─── Records provided

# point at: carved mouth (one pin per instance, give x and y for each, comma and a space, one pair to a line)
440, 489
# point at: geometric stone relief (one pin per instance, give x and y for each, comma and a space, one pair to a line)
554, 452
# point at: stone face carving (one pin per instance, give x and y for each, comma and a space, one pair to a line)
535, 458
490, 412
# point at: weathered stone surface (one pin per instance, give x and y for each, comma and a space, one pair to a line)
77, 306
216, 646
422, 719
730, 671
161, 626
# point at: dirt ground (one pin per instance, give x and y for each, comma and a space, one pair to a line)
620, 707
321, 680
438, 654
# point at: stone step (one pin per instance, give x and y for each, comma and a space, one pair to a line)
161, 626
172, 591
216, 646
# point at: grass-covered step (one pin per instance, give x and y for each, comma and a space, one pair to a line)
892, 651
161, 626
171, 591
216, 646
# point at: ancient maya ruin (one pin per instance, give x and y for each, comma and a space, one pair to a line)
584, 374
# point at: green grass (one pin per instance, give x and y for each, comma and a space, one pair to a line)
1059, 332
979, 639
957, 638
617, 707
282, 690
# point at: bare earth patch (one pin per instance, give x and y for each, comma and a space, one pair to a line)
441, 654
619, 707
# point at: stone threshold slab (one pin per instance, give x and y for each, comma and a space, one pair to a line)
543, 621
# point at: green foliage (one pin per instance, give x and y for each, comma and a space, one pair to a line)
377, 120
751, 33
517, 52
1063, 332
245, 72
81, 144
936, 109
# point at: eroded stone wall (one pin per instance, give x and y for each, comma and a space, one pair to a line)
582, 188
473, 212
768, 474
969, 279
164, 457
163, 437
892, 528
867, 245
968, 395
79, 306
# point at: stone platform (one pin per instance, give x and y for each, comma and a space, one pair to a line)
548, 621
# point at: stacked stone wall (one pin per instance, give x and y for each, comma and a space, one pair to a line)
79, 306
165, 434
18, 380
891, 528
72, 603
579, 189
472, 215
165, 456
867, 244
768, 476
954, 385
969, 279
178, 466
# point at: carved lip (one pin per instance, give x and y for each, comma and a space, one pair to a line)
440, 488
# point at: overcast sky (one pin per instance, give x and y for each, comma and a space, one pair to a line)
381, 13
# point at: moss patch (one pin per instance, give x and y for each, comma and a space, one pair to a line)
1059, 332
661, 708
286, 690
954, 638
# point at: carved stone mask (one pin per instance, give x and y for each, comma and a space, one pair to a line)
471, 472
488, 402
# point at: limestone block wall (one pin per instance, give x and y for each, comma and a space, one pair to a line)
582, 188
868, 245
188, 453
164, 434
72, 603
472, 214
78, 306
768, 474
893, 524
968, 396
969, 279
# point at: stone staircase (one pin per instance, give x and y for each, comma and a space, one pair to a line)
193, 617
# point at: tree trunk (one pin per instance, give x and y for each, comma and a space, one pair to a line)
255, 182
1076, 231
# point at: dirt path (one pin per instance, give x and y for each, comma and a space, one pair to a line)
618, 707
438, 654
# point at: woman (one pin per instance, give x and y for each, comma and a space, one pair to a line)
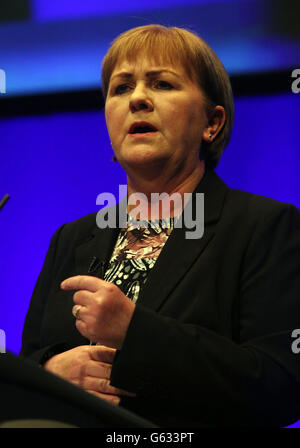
188, 331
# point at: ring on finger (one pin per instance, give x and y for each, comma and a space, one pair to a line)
76, 311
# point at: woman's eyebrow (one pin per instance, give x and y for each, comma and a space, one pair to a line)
150, 74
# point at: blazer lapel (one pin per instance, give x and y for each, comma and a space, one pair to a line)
179, 253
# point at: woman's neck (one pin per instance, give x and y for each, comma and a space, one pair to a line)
161, 197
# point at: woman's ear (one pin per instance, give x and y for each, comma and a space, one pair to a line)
215, 123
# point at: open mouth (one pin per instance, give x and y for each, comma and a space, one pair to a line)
142, 128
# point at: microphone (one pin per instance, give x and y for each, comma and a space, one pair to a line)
4, 200
96, 265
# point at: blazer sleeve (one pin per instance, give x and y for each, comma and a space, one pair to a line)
31, 336
199, 375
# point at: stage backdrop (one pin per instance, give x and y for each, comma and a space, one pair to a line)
54, 166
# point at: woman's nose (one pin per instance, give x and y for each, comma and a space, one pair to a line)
140, 100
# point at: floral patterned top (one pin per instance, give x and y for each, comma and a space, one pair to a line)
135, 253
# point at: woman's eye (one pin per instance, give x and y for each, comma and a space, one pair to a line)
122, 88
164, 85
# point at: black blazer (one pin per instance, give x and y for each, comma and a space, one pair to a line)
210, 341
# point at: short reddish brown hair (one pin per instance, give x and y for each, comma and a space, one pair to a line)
178, 46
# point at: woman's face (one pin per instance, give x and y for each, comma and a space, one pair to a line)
154, 115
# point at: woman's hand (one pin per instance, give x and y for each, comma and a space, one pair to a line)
102, 310
89, 367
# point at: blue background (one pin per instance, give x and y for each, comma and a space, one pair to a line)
55, 165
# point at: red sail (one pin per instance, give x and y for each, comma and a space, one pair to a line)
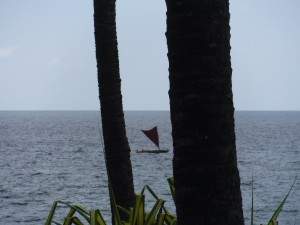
152, 135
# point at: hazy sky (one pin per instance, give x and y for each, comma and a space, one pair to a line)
47, 54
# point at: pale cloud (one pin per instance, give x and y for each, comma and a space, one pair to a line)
6, 51
54, 61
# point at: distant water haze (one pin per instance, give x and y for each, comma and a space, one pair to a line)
52, 155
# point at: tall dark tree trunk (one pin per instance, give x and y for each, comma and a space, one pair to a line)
206, 176
116, 145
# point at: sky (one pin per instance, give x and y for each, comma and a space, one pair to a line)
47, 55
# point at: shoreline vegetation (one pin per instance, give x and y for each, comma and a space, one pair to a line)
137, 215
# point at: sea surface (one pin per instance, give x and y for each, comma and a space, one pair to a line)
49, 155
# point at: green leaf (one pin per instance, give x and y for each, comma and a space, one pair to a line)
51, 213
97, 218
273, 220
72, 220
158, 205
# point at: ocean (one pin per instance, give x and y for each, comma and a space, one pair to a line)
49, 155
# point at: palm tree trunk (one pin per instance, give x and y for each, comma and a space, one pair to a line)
116, 145
205, 169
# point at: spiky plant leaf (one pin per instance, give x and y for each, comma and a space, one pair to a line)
157, 207
97, 218
273, 220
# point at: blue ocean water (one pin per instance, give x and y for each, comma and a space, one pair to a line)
49, 155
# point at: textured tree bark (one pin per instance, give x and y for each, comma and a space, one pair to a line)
116, 145
205, 168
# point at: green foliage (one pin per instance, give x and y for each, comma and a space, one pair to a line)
136, 215
273, 220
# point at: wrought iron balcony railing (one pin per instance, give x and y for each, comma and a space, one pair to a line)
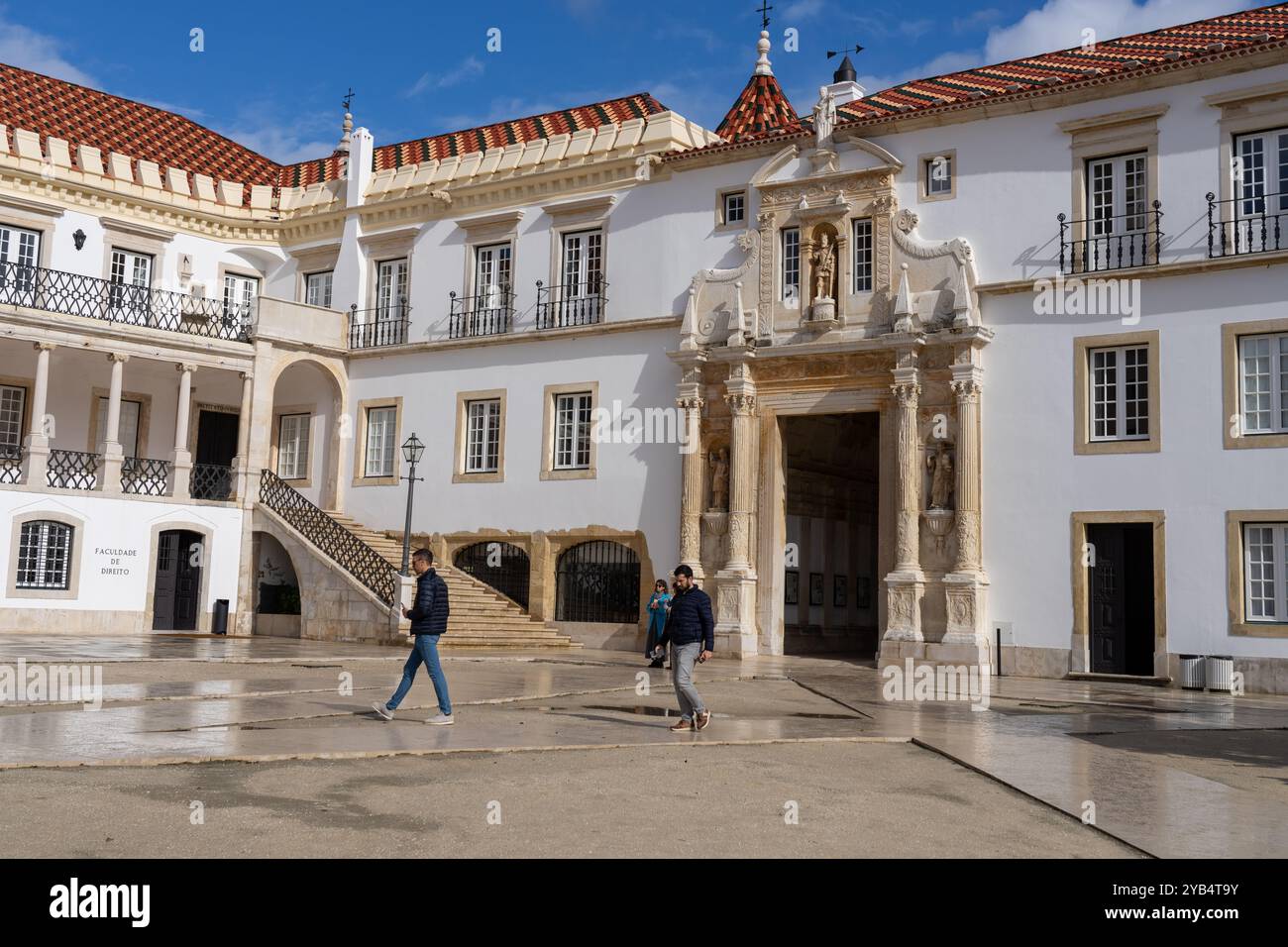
1247, 224
91, 298
385, 325
571, 304
72, 470
145, 475
1117, 241
210, 482
356, 557
489, 313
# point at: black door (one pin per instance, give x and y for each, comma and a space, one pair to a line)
178, 581
1122, 598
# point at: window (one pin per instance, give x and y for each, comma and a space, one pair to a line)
381, 423
292, 447
44, 556
735, 208
391, 290
791, 239
863, 256
572, 431
1120, 393
1263, 382
483, 436
317, 289
1265, 573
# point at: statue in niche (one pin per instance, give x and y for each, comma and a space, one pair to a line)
720, 479
940, 466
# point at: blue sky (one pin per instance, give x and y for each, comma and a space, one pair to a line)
271, 75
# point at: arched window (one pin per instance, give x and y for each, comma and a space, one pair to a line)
500, 565
597, 581
44, 556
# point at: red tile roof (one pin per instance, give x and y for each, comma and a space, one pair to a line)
760, 110
54, 108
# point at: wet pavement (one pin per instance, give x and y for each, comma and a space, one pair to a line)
1168, 772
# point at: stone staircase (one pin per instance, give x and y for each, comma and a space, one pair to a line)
481, 616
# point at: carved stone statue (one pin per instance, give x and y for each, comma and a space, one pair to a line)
940, 466
720, 479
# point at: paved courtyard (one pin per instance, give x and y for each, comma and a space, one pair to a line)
211, 746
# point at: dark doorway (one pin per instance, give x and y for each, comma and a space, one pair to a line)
176, 594
1121, 598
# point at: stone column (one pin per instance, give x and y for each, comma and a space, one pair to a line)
112, 451
180, 458
38, 438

──────

The required output is the exact sequence of lines from the one containing "# point at: statue" through the end of the listing, both endpoints included.

# point at: statue in niche (one pin per instance, give x and y for each, comma and a space, one pair to a line)
720, 479
940, 466
# point at: blue sky (one pin per instance, give x and y for each, comma and a space, one pair to a line)
271, 75
# point at: arched window (one pin per instance, give x and y for each, comma and a space, one pair to a line)
500, 565
597, 581
44, 556
# point at: red tile roof (one pin per instance, give x and y for each, comma and a space, one pair to a line)
760, 110
54, 108
# point at: wet pavement (one pin per instance, give x and y for each, comma and a space, one pair to a line)
1168, 772
# point at: stone staircase (one pin per instance, give x and y for each, comma and a space, one pair to a line)
481, 616
# point at: carved stone statue (one pin per instance, give x and y for each, comma and a space, one pair to a line)
940, 466
720, 479
# point at: paved courtyard (one pin per instance, give x and y for each, comma and a space, one pair to a line)
211, 746
# point at: dark doorway (one pin per instance, give x and y for each, comma and a space, one pair to a line)
176, 594
1121, 598
# point at: stone column (one pin per instance, give x and y for each, comma and a space, one pair to a line)
112, 451
180, 458
38, 438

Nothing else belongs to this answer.